***** TEXTAUSZUG

Kinderbuch Rezensionen

Julie Campbell – The Gatehouse Mystery

3. Band der Serie „Trixie Belden“
Rezensionen der bisherigen Bände: Band 1, Band 2

erschienen bei Penguin Random House

entdeckt: in der Kindheit durch ältere Geschwister
woher: Kauf (kobobooks)

In einem verlassenen Pförtnerhaus auf dem Anwesen der Wheelers finden Trixie und Honey einen Diamanten. Wie kommt der wertvolle Stein in das alte Häuschen? Haben gar der Gärtner und der Chaffeur, die von den Wheelers gerade erst neu angestellt wurden, etwas damit zu tun? Trixie und Honey beschließen, den Fund geheimzuhalten und bringen sich damit ordentlich in Schwierigkeiten. Gut, dass sie auf Jim und auf Trixies ältere Brüder zählen können.

**********

KURZE ÜBUNG -
Beantworte anhand der Rezension zu „The Gatehouse Mystery“:
(a) Der wievielte Band der Serie „Trixie Belden“ ist das Buch?
(b) Bei welchem Verlag ist es erschienen?
(c) Was finden Trixie und Honey im verlassenen Pförtnerhaus?
Die Auflistung wird hier nicht gebraucht.

***** DATENZEILEN

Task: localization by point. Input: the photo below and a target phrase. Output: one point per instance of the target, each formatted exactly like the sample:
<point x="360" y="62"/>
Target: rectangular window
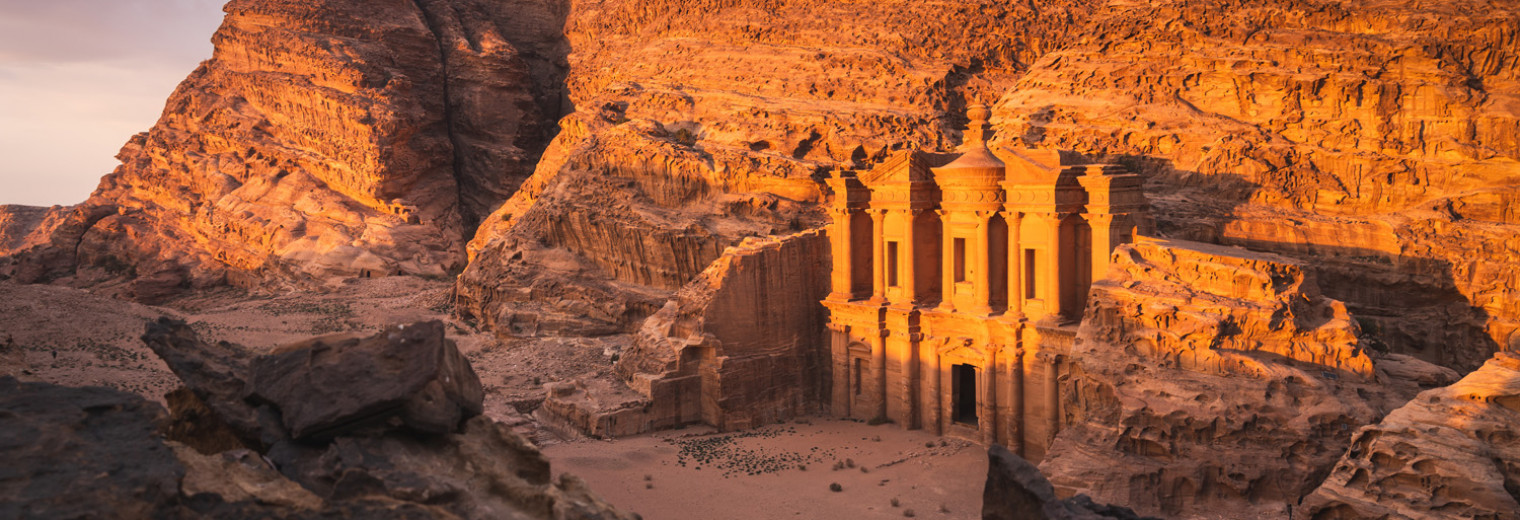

**********

LÖSUNG -
(a) Es ist der 3. Band.
(b) Es ist bei Penguin Random House erschienen.
(c) Sie finden einen Diamanten.